- [Enunciado do problema] Edite todos os registros, trocando "claw" por "talon" e mantendo o restante inalterado. Não inclua as imagens na resposta.

- [Dados de entrada]
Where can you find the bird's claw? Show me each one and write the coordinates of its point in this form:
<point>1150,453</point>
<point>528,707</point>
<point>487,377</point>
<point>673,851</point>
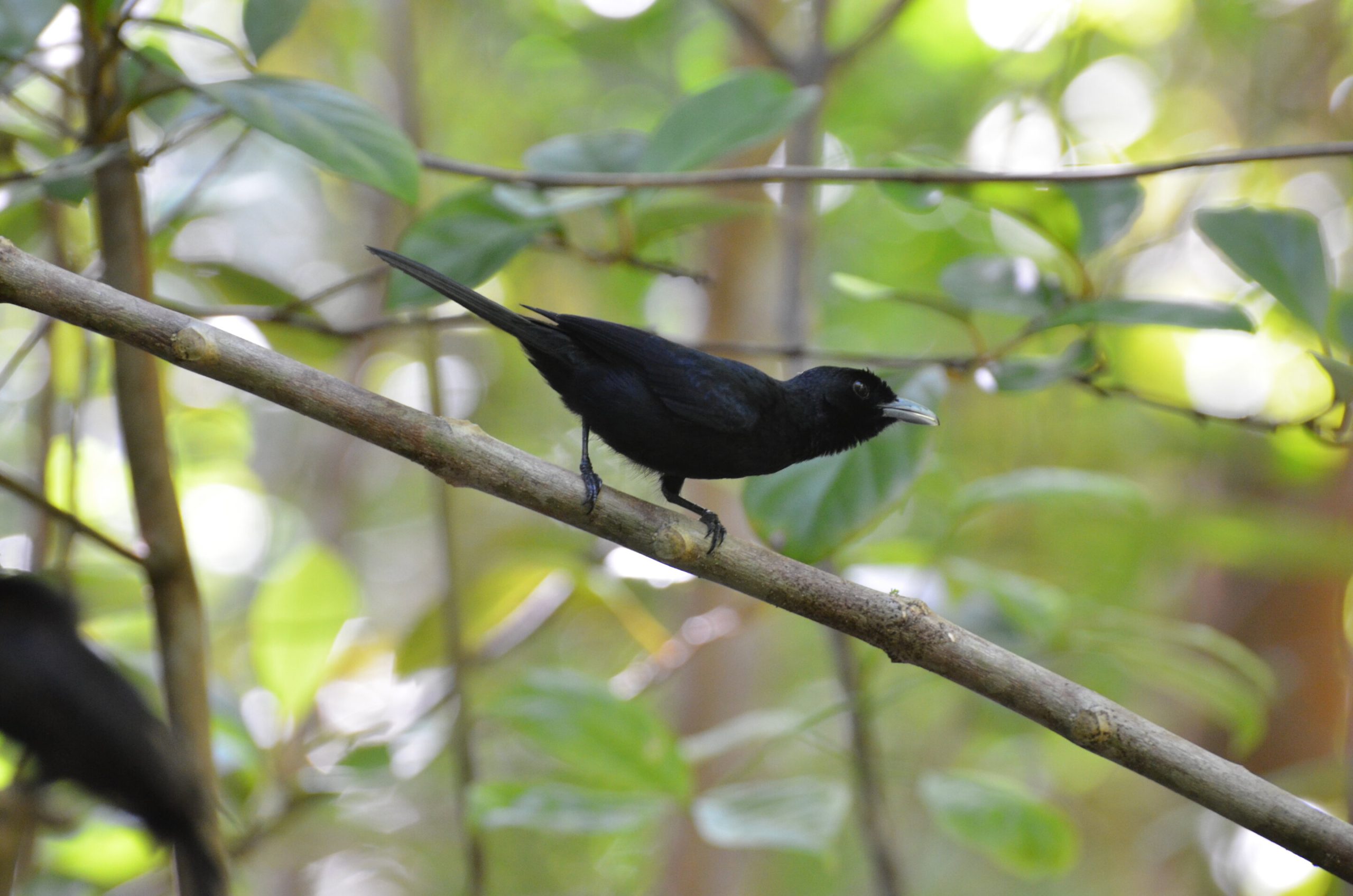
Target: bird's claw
<point>592,488</point>
<point>713,529</point>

- [Resolução do exercício]
Where can you find the bird's talon? Show me each one and write the coordinates of its point in this form:
<point>1150,453</point>
<point>528,707</point>
<point>487,377</point>
<point>673,851</point>
Target: bird's talon
<point>592,488</point>
<point>713,529</point>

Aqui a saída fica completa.